> _YOUR TASK_
Give the records again, every one, exactly.
START DATA RECORDS
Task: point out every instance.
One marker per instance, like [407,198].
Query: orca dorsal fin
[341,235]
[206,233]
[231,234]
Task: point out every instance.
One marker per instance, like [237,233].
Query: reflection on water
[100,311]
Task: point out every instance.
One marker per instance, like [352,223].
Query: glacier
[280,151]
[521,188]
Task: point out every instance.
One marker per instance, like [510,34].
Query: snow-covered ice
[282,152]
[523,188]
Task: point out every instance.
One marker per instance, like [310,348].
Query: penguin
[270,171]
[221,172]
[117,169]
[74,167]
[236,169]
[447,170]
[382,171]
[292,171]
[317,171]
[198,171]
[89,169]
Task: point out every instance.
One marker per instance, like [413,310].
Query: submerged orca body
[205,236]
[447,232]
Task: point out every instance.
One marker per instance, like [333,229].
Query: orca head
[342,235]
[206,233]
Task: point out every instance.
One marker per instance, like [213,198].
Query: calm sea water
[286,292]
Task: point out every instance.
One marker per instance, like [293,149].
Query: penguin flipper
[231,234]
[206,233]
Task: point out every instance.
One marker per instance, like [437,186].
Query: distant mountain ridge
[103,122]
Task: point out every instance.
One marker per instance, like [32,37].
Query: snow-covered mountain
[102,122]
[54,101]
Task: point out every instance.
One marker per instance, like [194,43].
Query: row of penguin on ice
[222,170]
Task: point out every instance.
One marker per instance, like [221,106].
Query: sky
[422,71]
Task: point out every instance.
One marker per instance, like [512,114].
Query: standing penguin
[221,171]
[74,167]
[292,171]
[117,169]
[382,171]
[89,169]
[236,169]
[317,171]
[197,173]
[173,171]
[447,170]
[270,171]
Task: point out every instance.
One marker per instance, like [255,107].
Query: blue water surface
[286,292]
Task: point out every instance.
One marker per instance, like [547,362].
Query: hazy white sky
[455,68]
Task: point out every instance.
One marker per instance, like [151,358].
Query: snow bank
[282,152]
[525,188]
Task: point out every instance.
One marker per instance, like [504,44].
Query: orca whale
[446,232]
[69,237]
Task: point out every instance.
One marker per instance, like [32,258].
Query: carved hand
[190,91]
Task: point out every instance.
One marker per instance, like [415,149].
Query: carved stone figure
END DATA RECORDS
> _REPLY TO THE EXERCISE_
Task: point out every instance.
One marker per instance, like [407,198].
Query: orca dorsal fin
[341,235]
[206,233]
[231,234]
Task: point out every instance.
One marker per instance, like [237,233].
Query: reflection on water
[100,311]
Task: point out every instance.
One marker per instance, like [352,223].
Query: glacier
[280,151]
[521,188]
Task: point out every instance.
One marker per instance, like [510,34].
Query: snow-covered ice
[282,152]
[523,188]
Task: point out every instance.
One marker per instance, like [310,348].
Query: penguin
[270,171]
[221,172]
[117,169]
[74,167]
[236,169]
[447,170]
[382,171]
[292,171]
[317,171]
[198,171]
[89,169]
Task: point out every instance.
One marker per instance, like [413,310].
Query: submerged orca body
[205,236]
[447,232]
Task: point out every instance.
One marker per instance, like [333,229].
Query: orca head
[342,235]
[206,233]
Task: point out every instance.
One marker per instance, like [213,198].
Query: calm sea water
[286,292]
Task: point out every instance.
One marker per instance, like [293,149].
Query: penguin flipper
[231,234]
[206,233]
Task: point out every instance.
One marker per instance, like [437,186].
Query: distant mountain ridge
[103,122]
Task: point out every instance.
One marker per instance, like [32,37].
Query: snow-covered mountain
[102,122]
[54,101]
Task: point out every instance.
One marker per instance, like [194,43].
Query: row of penguin on ice
[222,170]
Task: point out every instance.
One marker per instance, like [221,106].
Query: sky
[422,71]
Task: point out every instance.
One marker per instance, like [512,114].
Query: standing penguin
[221,171]
[74,167]
[292,171]
[117,169]
[382,171]
[89,169]
[236,169]
[317,171]
[197,173]
[173,171]
[447,170]
[270,171]
Task: point out every instance.
One marker per instance, like [255,107].
Query: blue water surface
[286,292]
Task: point out every instance.
One marker per instance, like [547,362].
Query: hazy white sky
[455,68]
Task: point out every instance.
One marker per instance, like [151,358].
Query: snow bank
[282,152]
[525,188]
Task: point out every instance.
One marker per instance, like [504,44].
Query: orca whale
[446,232]
[69,237]
Task: point out every instance.
One marker per instance, like [32,258].
Query: carved hand
[190,91]
Task: point out every instance.
One marker per instance, like [415,149].
Query: carved stone figure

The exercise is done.